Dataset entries
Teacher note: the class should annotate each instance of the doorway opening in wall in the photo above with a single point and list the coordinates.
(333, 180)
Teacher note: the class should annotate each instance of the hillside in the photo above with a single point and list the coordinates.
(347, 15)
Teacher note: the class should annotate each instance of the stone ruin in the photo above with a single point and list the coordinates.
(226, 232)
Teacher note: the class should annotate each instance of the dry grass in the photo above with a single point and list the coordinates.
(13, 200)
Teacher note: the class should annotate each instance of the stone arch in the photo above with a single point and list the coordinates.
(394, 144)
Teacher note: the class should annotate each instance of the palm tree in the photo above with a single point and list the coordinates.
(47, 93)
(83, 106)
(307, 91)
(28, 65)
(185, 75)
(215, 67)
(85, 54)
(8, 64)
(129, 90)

Exercise prompt
Update the material above so that "the class" becomes "each student" wherever it appears. Leave every other word as it stands.

Expected answer
Teacher note: each student should annotate each instance of the doorway opening in wall in the photo above with a single point and list the coordinates.
(333, 180)
Teacher note: each student should annotate each instance of the hillside in the photo above with a single point and list the coordinates.
(347, 15)
Teacher note: each student should annotate each instance of the stone ruin in the photo above with a single point and list the coordinates.
(226, 232)
Teacher note: each student should annotate each instance of the dry grass in the photo above with a single point and list the coordinates.
(13, 200)
Teacher note: each student should annotate each instance of the stone arch in the photo above with a single point and list the coordinates.
(394, 144)
Teacher note: each student should annotate each instance of the palm tree in the photo above with a single point and list the coordinates.
(47, 93)
(83, 106)
(307, 91)
(28, 65)
(185, 75)
(215, 67)
(85, 54)
(8, 64)
(129, 90)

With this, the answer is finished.